• _Выбранный текст_
■ ■ ■

В последние годы АКГ неоднократно признавался самому себе, что ведет дневник уже полвека, — хотя на самом деле, даже когда он умер, ведению дневника, откуда ни отсчитывай его начало, все еще не хватало одного года до полных пятидесяти. Во всяком случае, первые из оставшихся собственно дневниковых записей относятся к 1928 году: именно тогда, в свои 16 лет, АКГ окончил московскую школу-семилетку и сразу окунулся в журналистику, печатая заметки и репортажи (в газетах «Кино», «Рабочий и искусство», «Комсомольская правда», «Рабочая Москва», а также журналах — «Новый зритель», «Советский театр»[2]) и постепенно сосредоточивая усилия на театральной критике. Все более раннее в его записях и вырезках — это отдельные листки и блокноты, собственно в дневник еще не оформленные, что обычно при издании относят к записным книжкам.
Вот очевидная веха при отсчете АКГ его «сознательной жизни», начало самостоятельного чтения: «С лета 24-го года я читаю почти регулярно газеты», что записано в дневнике от 4 мая 1969. Летом того самого 1924-го ему всего лишь 12 лет. Ведет ли он уже дневник? Очевидно, нет: с тех пор он просто начинает хранить свои записи, осознав их ценность, регулярного дневника в ту пору еще нет. Полвека же говорилось в конце жизни несколько с авансом, в расчете на предполагаемое в будущем обязательное продолжение.
АКГ писал:
7 июня 1971. <…> Вчера сшил прошлогодний дневник. У меня уже 20 «томов» сшитых и 18 не приведенных в порядок и не сшитых[3]. Если это не пропадет, то когда-нибудь историки времени будут мне благодарны. Но пишу я без подобного расчета, конечно. Просто — инстинкт и привычка — как умыться с утра.
Вот те самые 20 томов, плюс еще 5, которые будут им написаны до конца жизни (и тщательно сшиты), скорее всего, и следует считать дневником в собственном смысле слова, приготовленным для чтения не только внутреннего, самим автором, но и внешнего, читательского, т. е. литературным дневником[4].
Нужно ли вообще считать, что человек, ведущий дневник, обязательно каждый день в определенное время садится за стол, аккуратно открывает что-то вроде амбарной книги, макает перо в чернильницу и — начинает записывать произошедшее за день? И как вообще записная книжка или разрозненные листки делаются дневником? Ясно, что последний — нечто гораздо более организованное для чтения кем-то другим, а внутри первых текст ориентирован преимущественно только на себя самого, автора, это всегда некий подсобный материал. (Так было и у классиков жанра, в русской традиции, например, у Льва Толстого.) Записи на отдельных листках, в записной книжке или сложенные некой бесформенной кучей в папке — еще весьма далеки от того, чтобы их перепечатывать и «сшивать», что, как мы видели, делает АКГ:
25 сент. 1966. <…> Почти целый день привожу в порядок дневник за последние 5–6 лет. Есть в н<ем> и пропуски, но многое и сохранено. Почему я этим занялся? Не знаю. Перепечатал то, что было набросано карандашом на отдельных листочках. Три года даже сшил для порядка.

■ ■ ■

• _Блок данных_
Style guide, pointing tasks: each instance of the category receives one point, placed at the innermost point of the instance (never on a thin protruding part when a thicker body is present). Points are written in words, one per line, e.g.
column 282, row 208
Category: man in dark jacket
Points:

■ ■ ■

Процитируйте выбранный текст, начиная со слов «В последние годы» и далее вплоть до слов «к записным книжкам.». Строки для этой работы не понадобятся.

• _Письменное решение_
В последние годы АКГ неоднократно признавался самому себе, что ведет дневник уже полвека, — хотя на самом деле, даже когда он умер, ведению дневника, откуда ни отсчитывай его начало, все еще не хватало одного года до полных пятидесяти. Во всяком случае, первые из оставшихся собственно дневниковых записей относятся к 1928 году: именно тогда, в свои 16 лет, АКГ окончил московскую школу-семилетку и сразу окунулся в журналистику, печатая заметки и репортажи (в газетах «Кино», «Рабочий и искусство», «Комсомольская правда», «Рабочая Москва», а также журналах — «Новый зритель», «Советский театр»[2]) и постепенно сосредоточивая усилия на театральной критике. Все более раннее в его записях и вырезках — это отдельные листки и блокноты, собственно в дневник еще не оформленные, что обычно при издании относят к записным книжкам.